• **Problem to work on**
Format every one of the rows below as a JSON list of strings, with one string per line and blank lines omitted.

• **Entries supplied**
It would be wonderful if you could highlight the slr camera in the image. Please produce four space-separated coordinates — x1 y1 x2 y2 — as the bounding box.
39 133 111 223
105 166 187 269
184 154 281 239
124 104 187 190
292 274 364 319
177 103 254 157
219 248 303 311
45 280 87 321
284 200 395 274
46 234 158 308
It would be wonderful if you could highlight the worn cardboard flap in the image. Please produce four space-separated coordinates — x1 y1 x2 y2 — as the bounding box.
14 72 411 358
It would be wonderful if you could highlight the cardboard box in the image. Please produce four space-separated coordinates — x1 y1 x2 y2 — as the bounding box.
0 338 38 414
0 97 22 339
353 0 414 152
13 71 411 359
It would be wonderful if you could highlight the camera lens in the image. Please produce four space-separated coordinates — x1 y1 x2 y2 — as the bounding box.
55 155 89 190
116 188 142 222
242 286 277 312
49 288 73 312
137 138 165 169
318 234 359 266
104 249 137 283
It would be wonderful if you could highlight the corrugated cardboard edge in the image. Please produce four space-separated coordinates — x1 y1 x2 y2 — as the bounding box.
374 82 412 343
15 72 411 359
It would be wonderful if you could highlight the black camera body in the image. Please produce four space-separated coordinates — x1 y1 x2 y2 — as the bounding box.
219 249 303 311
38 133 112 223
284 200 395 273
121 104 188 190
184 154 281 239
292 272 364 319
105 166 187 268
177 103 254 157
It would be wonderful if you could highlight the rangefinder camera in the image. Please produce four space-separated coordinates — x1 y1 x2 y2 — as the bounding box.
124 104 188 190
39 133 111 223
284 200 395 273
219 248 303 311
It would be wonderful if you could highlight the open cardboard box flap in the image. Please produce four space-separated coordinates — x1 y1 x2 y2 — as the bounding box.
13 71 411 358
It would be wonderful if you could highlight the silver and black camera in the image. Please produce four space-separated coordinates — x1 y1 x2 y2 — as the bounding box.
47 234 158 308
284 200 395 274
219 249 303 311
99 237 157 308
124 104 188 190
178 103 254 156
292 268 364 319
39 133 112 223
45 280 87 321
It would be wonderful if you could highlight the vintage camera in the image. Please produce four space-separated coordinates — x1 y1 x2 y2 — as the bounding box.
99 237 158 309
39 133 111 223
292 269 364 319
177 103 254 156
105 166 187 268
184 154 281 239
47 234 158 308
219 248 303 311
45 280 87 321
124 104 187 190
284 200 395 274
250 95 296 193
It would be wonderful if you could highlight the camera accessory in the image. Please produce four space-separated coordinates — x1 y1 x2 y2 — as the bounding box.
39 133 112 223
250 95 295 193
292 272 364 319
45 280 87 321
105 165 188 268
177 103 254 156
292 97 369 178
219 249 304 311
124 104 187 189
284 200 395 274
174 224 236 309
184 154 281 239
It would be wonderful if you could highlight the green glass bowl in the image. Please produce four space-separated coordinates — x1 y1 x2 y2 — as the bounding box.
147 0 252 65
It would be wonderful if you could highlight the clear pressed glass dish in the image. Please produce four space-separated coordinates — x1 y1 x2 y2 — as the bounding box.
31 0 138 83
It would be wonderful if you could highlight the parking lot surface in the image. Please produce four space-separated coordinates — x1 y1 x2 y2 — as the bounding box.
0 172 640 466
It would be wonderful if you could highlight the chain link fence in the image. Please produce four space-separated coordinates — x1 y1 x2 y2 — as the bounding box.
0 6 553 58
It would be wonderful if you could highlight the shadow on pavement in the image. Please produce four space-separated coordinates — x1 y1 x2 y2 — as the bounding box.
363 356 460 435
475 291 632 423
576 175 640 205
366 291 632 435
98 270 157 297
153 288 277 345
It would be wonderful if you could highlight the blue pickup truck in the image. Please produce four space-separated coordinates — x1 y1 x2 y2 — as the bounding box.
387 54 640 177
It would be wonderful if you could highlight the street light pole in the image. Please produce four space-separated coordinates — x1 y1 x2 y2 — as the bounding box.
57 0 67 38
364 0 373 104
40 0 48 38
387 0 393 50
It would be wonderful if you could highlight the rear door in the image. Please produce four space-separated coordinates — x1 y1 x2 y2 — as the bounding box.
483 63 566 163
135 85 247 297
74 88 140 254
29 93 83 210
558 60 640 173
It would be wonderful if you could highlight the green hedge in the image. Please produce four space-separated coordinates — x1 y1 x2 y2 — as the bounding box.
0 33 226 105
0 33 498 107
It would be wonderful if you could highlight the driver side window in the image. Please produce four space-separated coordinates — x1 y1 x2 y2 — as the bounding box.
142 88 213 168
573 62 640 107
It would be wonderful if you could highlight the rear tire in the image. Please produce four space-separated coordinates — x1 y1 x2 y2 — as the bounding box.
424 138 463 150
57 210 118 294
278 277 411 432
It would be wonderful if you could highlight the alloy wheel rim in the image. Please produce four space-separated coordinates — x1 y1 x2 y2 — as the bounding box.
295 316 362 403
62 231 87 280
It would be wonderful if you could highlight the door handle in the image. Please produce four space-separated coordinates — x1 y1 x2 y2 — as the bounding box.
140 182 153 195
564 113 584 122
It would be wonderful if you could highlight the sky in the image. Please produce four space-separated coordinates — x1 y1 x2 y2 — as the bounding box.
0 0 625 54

• **Completed task**
[
  "It would be wonderful if you could highlight the slr camera in the image. Please produce four space-separated coordinates — x1 y1 x2 y2 — as the bounding box.",
  "39 133 111 223",
  "105 166 187 269",
  "184 154 281 239",
  "124 104 187 190",
  "292 274 364 319",
  "177 103 254 157",
  "219 248 303 311",
  "45 280 87 321",
  "284 200 395 274",
  "46 234 158 308",
  "It would be wonderful if you could highlight the worn cardboard flap in the image. Please produce four space-separated coordinates — x1 y1 x2 y2 — as the bounding box.",
  "14 72 411 358",
  "It would be wonderful if you could highlight the cardboard box in the image. Please produce four space-separated coordinates — x1 y1 x2 y2 — as the bounding box.",
  "0 338 38 414",
  "0 97 22 339",
  "353 0 414 152",
  "13 71 411 359",
  "It would be wonderful if you could highlight the camera lens in the image. Please produce four space-separated coordinates — x1 y1 x2 y2 — as the bounding box.",
  "55 155 89 190",
  "116 188 142 222",
  "242 286 277 312",
  "49 288 73 312",
  "137 138 165 169",
  "318 234 359 266",
  "104 249 137 283",
  "It would be wonderful if you could highlight the corrugated cardboard edge in the image. Please produce four space-separated coordinates — x1 y1 x2 y2 — as the bounding box.",
  "374 82 412 343",
  "15 72 411 359",
  "It would be wonderful if you could highlight the black camera body in the image. Please produce four space-separated coordinates — x1 y1 x2 y2 — as the bounding box.",
  "219 249 303 311",
  "38 133 112 223",
  "284 200 395 273",
  "121 104 188 190",
  "184 154 281 239",
  "292 272 364 319",
  "105 166 187 268",
  "177 103 254 157",
  "It would be wonderful if you could highlight the rangefinder camera in the image. Please produce four space-separated coordinates — x1 y1 x2 y2 — as the bounding box.",
  "124 104 188 190",
  "39 133 111 223",
  "284 200 395 273",
  "219 248 303 311",
  "It would be wonderful if you could highlight the open cardboard box flap in the image. Please produce four space-separated coordinates — x1 y1 x2 y2 — as the bounding box.",
  "13 71 411 358",
  "It would be wonderful if you could highlight the silver and black camera in the image. Please produce four space-separated coordinates — x1 y1 x2 y2 — as the bounding box.",
  "47 234 158 308",
  "284 200 395 274",
  "219 249 303 311",
  "99 237 157 308",
  "124 104 188 190",
  "178 103 254 156",
  "292 268 364 319",
  "39 133 112 223",
  "45 280 87 321",
  "It would be wonderful if you could highlight the vintage camera in the image. Please produce four space-separated coordinates — x1 y1 x2 y2 — as the bounding box.",
  "99 237 158 309",
  "39 133 111 223",
  "292 269 364 319",
  "177 103 254 156",
  "105 166 187 268",
  "184 154 281 239",
  "47 234 158 308",
  "219 248 303 311",
  "45 280 87 321",
  "124 104 187 190",
  "284 200 395 274",
  "250 95 296 193",
  "It would be wonderful if you could highlight the camera accessory in the image. Please produce four space-separated coordinates — x1 y1 x2 y2 — as the bounding box.",
  "39 133 112 223",
  "250 95 295 193",
  "292 272 364 319",
  "45 280 87 321",
  "105 165 188 268",
  "177 103 254 156",
  "292 97 369 178",
  "219 249 304 311",
  "124 104 187 189",
  "284 200 395 274",
  "174 224 236 309",
  "184 154 281 239",
  "It would be wonderful if you could highlight the green glass bowl in the image. Please produce four space-separated coordinates — x1 y1 x2 y2 — as the bounding box.",
  "147 0 252 65",
  "It would be wonderful if you could highlight the clear pressed glass dish in the image. Please produce four space-separated coordinates — x1 y1 x2 y2 — as the bounding box.",
  "31 0 138 83",
  "It would be wonderful if you could highlight the parking lot surface in the image. Please produce four space-separated coordinates — x1 y1 x2 y2 — as the bounding box.",
  "0 172 640 466",
  "It would be wonderful if you could highlight the chain link fence in the image. Please produce four space-separated coordinates — x1 y1 x2 y2 — as the bounding box.",
  "0 6 553 58",
  "It would be wonderful if you could highlight the shadow on pavement in the image. Please produce four space-separated coordinates — x1 y1 x2 y2 — as the bounding box.",
  "363 356 460 435",
  "475 291 632 423",
  "576 175 640 205",
  "366 291 632 435",
  "98 270 157 297",
  "153 288 277 345",
  "It would be wonderful if you could highlight the blue pickup truck in the image. Please produce four space-separated coordinates — x1 y1 x2 y2 — as the bounding box.",
  "387 54 640 177",
  "It would be wonderful if you could highlight the street light pole in the image. Please produce four space-separated coordinates — x1 y1 x2 y2 — as the bounding box.",
  "57 0 67 38",
  "364 0 373 104",
  "40 0 48 38",
  "387 0 393 50",
  "It would be wonderful if you could highlight the rear door in the image. Please produce four space-separated coordinates — x1 y1 x2 y2 — as the bounding box.",
  "483 63 566 163",
  "135 85 247 297",
  "74 88 140 254",
  "29 93 83 210",
  "558 60 640 173",
  "It would be wonderful if you could highlight the green hedge in the image. Please produce four space-separated coordinates — x1 y1 x2 y2 — as the bounding box.",
  "0 33 226 105",
  "0 33 498 107",
  "It would be wonderful if you could highlight the driver side window in the image. Please produce four space-separated coordinates — x1 y1 x2 y2 — as the bounding box.",
  "142 88 213 168",
  "573 62 640 107",
  "It would be wonderful if you could highlight the rear tire in the image. Please produce four space-separated coordinates — x1 y1 x2 y2 — as the bounding box.",
  "424 138 463 150",
  "57 210 118 294",
  "278 277 411 432",
  "It would be wonderful if you could highlight the alloy wheel rim in the image. Please produce four space-separated coordinates — x1 y1 x2 y2 — as the bounding box.",
  "295 316 362 403",
  "62 231 87 280",
  "It would be wonderful if you could highlight the door handle in the image. Please produce four space-separated coordinates — x1 y1 x2 y2 — as the bounding box.",
  "140 182 153 195",
  "564 113 584 122",
  "It would be wonderful if you could highlight the sky in the image. Please produce four space-separated coordinates — x1 y1 x2 y2 — as the bounding box.",
  "0 0 625 54"
]